Texte choisi:

· · · · ·

Sur la « bio légère » de votre site internet, vous écrivez : « Je suis devenu une star énorme, disons célèbre ». Comment vivez-vous ce statut ? Je le trouve plutôt agréable. Les gens sont gentils avec moi. Evidemment, il y a quelques petits inconvénients, mais par exemple, quand je croise une jolie fille dans la rue qui me fait un sourire, je trouve ça génial !

· · · · ·

Annotations de contours d'objets:
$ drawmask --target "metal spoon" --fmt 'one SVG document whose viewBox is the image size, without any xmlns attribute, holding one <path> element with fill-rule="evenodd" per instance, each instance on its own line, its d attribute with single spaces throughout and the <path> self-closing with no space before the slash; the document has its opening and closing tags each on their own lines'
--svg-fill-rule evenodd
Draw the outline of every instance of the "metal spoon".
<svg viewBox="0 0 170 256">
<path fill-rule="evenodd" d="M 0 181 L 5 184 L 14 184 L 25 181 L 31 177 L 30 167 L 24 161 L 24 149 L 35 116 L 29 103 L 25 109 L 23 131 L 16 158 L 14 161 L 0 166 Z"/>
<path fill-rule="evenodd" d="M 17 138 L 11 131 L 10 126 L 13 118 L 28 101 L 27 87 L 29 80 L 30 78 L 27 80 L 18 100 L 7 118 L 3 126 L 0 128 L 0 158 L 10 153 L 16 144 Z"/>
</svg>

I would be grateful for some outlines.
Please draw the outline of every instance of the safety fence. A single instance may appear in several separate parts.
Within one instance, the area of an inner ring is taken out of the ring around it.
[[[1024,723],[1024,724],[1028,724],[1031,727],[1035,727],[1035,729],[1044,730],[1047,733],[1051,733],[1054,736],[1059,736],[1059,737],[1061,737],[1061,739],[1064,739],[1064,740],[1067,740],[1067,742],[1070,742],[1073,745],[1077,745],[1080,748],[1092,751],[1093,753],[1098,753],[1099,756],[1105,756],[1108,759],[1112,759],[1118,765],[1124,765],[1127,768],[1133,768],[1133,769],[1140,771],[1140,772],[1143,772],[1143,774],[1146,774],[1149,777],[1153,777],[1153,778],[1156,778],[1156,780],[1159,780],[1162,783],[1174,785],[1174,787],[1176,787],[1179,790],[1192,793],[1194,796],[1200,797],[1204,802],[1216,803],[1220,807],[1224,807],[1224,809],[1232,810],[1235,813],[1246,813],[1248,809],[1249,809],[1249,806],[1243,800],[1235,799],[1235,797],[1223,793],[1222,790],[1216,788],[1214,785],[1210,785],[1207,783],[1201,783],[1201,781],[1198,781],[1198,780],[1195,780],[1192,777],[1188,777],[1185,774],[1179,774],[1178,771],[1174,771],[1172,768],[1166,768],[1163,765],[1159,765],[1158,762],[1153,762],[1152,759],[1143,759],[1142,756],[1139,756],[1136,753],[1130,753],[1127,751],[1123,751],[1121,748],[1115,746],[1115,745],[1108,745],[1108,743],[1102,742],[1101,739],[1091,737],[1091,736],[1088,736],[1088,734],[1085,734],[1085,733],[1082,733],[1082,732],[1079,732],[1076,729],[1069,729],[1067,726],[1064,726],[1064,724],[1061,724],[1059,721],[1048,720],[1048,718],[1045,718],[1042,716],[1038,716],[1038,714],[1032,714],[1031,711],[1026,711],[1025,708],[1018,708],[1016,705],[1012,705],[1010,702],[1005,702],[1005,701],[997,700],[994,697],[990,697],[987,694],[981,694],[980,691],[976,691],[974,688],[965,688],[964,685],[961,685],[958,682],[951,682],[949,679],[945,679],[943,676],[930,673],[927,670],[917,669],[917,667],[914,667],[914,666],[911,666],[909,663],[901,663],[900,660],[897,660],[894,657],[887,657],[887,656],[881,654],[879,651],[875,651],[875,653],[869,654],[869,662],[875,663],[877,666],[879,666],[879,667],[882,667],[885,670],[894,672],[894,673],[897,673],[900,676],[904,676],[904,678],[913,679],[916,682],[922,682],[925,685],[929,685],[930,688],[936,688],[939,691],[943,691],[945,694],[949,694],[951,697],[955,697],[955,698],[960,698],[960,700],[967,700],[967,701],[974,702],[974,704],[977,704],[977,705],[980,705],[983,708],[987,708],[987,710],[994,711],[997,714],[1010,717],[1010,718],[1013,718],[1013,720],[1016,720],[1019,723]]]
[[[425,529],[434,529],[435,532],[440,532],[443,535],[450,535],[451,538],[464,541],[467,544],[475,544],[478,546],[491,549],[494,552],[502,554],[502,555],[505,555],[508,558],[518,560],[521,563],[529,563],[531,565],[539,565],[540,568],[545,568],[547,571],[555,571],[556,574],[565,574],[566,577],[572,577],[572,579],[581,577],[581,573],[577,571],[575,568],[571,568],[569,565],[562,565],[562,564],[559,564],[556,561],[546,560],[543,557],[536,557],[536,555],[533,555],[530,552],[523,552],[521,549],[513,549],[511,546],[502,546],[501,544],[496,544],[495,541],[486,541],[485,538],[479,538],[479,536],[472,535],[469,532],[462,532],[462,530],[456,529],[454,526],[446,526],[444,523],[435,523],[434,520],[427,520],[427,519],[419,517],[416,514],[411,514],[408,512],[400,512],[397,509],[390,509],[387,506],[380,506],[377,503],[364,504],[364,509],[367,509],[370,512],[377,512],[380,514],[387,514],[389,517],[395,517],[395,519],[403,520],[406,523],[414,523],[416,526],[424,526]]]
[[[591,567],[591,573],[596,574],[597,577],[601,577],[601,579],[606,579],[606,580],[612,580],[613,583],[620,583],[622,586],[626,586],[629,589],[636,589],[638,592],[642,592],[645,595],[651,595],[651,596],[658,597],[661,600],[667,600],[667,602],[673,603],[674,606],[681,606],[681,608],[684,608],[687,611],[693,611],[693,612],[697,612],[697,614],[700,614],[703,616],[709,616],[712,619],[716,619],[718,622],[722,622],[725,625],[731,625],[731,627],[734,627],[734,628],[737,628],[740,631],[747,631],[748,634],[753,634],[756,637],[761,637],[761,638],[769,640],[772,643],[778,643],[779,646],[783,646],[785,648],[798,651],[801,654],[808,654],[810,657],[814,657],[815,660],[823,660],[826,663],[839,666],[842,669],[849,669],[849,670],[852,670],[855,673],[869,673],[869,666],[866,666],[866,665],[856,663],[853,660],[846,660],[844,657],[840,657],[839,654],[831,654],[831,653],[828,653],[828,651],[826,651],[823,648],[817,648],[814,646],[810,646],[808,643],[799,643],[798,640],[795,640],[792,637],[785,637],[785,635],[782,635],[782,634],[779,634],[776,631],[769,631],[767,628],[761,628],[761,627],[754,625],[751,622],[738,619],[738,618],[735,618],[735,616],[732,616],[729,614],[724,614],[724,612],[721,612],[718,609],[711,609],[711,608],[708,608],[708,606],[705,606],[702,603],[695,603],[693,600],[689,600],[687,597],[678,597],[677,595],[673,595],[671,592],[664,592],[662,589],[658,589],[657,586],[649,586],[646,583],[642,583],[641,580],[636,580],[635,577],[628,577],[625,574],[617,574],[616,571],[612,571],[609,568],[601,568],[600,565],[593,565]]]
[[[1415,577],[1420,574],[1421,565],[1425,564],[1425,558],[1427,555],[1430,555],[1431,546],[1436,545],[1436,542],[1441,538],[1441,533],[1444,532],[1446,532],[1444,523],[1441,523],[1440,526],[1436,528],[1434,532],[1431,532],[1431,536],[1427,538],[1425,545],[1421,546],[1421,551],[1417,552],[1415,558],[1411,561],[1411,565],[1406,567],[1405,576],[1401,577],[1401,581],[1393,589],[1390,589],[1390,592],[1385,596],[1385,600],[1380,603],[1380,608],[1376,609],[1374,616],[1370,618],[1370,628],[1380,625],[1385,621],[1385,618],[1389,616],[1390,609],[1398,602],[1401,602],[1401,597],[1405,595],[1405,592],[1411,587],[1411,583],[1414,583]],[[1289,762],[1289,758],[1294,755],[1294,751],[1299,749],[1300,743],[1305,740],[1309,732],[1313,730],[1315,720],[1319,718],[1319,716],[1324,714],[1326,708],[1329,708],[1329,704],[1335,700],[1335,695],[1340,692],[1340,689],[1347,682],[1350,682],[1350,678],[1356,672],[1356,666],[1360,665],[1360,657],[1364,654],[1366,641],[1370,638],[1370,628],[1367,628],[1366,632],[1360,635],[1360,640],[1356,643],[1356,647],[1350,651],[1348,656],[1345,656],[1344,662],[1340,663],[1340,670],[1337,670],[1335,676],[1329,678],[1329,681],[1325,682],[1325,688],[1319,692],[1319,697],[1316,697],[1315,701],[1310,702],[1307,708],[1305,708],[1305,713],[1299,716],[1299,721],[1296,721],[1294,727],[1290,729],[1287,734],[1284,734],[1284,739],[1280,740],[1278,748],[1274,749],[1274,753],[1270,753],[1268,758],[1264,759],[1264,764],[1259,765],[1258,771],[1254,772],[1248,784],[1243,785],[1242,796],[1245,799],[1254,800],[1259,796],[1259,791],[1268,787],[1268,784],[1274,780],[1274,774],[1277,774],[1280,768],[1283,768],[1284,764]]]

· · · · ·

Consigne écrite 1: D'après l'extrait d'entretien sur la célébrité, pourquoi la personne interrogée trouve-t-elle son statut plutôt agréable ? Répondez en une à trois phrases.
Consigne écrite 2: Pouvez-vous prolonger l'extrait d'entretien sur la célébrité à partir de sa dernière phrase ?
Ce matériel ne sert à rien dans cet exercice.

Réponse 1: La personne interrogée trouve ce statut plutôt agréable parce que les gens sont gentils avec elle. Malgré quelques petits inconvénients, elle trouve génial, par exemple, qu'une jolie fille croisée dans la rue lui sourie.

Réponse 2:
Dans votre dernier album, vous nommez la mer d'Iroise et le raz Blanchard. Quelle importance la mer a-t-elle pour vous ? Enorme ! J'habite à La Trinité-sur-Mer une partie de l'année. Tous les ans, je loue un voilier avec Vincent qui est un skipper formidable et on fait le tour de la Bretagne. On passe par ces trois îles, Sein, Molène et Ouessant, qui n'ont plus l'air d'être de ce monde même si elles sont encore chez nous. Il y règne une ambiance tellement extraordinaire ! J'adore ces endroits, mais aussi la Pointe du Raz, le Morbihan... En fait, j'adore la Bretagne, à la folie ! Ah, quelle chance vous avez d'être en Bretagne !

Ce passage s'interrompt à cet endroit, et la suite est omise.